- [Task details]: Retype every one of the records below word for word, leaving out the pictures.

═══ Entries provided

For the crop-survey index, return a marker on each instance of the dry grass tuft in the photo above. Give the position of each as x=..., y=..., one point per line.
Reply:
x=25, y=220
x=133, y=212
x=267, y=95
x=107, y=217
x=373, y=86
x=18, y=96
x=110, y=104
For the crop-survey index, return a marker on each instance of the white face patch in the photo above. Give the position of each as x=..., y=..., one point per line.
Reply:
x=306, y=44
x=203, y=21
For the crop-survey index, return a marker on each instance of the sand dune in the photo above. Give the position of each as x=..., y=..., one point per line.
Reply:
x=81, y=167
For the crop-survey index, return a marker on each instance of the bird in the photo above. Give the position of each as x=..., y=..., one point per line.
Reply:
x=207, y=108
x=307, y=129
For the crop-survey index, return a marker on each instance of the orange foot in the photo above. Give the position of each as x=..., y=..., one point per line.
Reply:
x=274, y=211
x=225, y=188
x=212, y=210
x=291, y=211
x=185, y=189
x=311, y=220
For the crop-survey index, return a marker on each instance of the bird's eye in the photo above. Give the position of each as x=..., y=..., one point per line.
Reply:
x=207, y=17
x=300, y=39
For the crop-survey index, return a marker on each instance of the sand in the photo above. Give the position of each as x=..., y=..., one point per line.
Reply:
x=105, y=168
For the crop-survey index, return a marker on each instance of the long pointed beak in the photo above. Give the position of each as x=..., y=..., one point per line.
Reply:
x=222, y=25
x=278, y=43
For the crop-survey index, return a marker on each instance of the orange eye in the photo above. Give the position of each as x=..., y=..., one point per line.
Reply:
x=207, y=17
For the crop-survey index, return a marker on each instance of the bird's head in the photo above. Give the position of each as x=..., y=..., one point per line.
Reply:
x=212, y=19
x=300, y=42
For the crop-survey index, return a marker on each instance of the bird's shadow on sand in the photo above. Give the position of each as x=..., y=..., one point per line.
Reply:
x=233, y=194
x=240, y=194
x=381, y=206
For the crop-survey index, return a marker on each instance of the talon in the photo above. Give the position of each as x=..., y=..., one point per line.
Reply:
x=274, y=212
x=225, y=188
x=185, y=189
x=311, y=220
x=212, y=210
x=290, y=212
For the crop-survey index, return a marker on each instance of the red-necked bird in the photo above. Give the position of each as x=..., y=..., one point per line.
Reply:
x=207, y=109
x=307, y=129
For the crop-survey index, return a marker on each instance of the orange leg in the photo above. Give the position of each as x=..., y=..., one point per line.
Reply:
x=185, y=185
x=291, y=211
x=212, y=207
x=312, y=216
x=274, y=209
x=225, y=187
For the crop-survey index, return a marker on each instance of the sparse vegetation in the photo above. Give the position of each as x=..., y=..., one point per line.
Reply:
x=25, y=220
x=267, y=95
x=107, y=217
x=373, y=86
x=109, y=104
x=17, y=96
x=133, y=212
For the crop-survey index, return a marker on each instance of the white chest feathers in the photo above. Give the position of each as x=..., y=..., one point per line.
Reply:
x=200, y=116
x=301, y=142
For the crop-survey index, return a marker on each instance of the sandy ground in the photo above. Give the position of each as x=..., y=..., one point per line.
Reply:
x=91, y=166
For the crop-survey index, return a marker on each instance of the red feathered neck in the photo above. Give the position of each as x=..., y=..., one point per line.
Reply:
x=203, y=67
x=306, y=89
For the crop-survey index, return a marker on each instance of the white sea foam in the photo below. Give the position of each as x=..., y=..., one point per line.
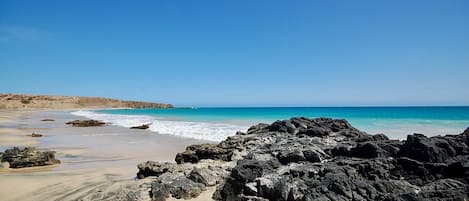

══════

- [Written response]:
For the crop-survey index, return a marker on each instance of the dry grass tuft in the photo above. Give the position of each as x=..., y=..., one point per line.
Reply:
x=25, y=220
x=133, y=212
x=267, y=95
x=107, y=217
x=373, y=86
x=18, y=96
x=110, y=104
For the crop-survey index, return a marker on each instance of the white face patch in the photo above. Give the position of each as x=..., y=..., one point per line.
Reply:
x=306, y=44
x=203, y=21
For the crop-survey index, return a marker on each instance of the sand dune in the photo above. Give the position of each as x=..., y=..., one point per line.
Reply:
x=81, y=167
For the crop-survey index, return a marker on each instance of the bird in the photo above. Give the position of each as x=..., y=..., one point per line.
Reply:
x=207, y=108
x=307, y=129
For the crop-survey index, return a marker on each instance of the orange foot in the photo above. Give the position of each as x=..., y=..., one point per line.
Reply:
x=274, y=211
x=225, y=188
x=212, y=210
x=291, y=211
x=185, y=189
x=311, y=220
For the crop-survey index, return a marker on each instance of the bird's eye in the photo above. Give the position of each as x=..., y=..., one point per line.
Reply:
x=207, y=17
x=300, y=39
For the crop-survey index, return a marker on each instance of the sand in the photo above. Give the position of each as x=..., y=..., one point per line.
Reply:
x=105, y=168
For the crop-survey index, return a marker on each instance of the long pointed beak in the photo above. Give the position of each as x=..., y=..., one point per line.
Reply:
x=222, y=25
x=278, y=43
For the crop-survey index, return a marker on each instance of the orange eye in the photo above. Give the position of each as x=..., y=..., one point per line.
Reply:
x=207, y=17
For the crop-survey index, return a marker on each instance of the bird's head in the photo above. Give the position of each as x=..., y=..., one point per line.
Reply:
x=212, y=19
x=300, y=42
For the crop-survey index, return a marker on each instance of the bird's shadow on sand in the photo above. Give the position of each as x=..., y=..., one point per line.
Reply:
x=233, y=194
x=240, y=194
x=381, y=206
For the crop-survey index, return a marker on each instance of the talon in the photo above. Give the position of each as x=..., y=..., one point per line.
Reply:
x=274, y=212
x=225, y=188
x=185, y=189
x=311, y=220
x=212, y=210
x=290, y=212
For the crop-survey index, return a marker on each instance of the red-necked bird in the photo above. Give the position of each as x=..., y=..., one point per line.
Reply:
x=207, y=109
x=307, y=129
For the crop-survey index, return a marker on each instance of the orange leg in the photo above. Give the position of each as x=..., y=..., one point per line.
Reply:
x=185, y=185
x=291, y=211
x=212, y=207
x=312, y=216
x=274, y=209
x=225, y=187
For the crop-survey index, return a marker on each instance of the sparse vegetation in the photo above. Give the position of each as x=..., y=..., one point per line.
Reply:
x=25, y=220
x=267, y=95
x=107, y=217
x=373, y=86
x=109, y=104
x=17, y=96
x=133, y=212
For the crop-survey index, return a marker on each instance of the white chest feathers in the photo above. Give the position of each as x=..., y=..., one point per line.
Reply:
x=200, y=116
x=301, y=142
For the crop-survey index, return a marker on each instance of the sandy ground in the photo above. Give the position of each as x=..., y=..., one point per line.
Reply:
x=91, y=166
For the crop-survey index, return a marker on each instance of the red feathered neck in the photo above. Give the position of each as x=..., y=..., one point per line.
Reply:
x=203, y=67
x=306, y=89
For the crop-survey index, return a marker on each instance of the white sea foam in the photo below. Give the position of each as x=..., y=..., one point per line.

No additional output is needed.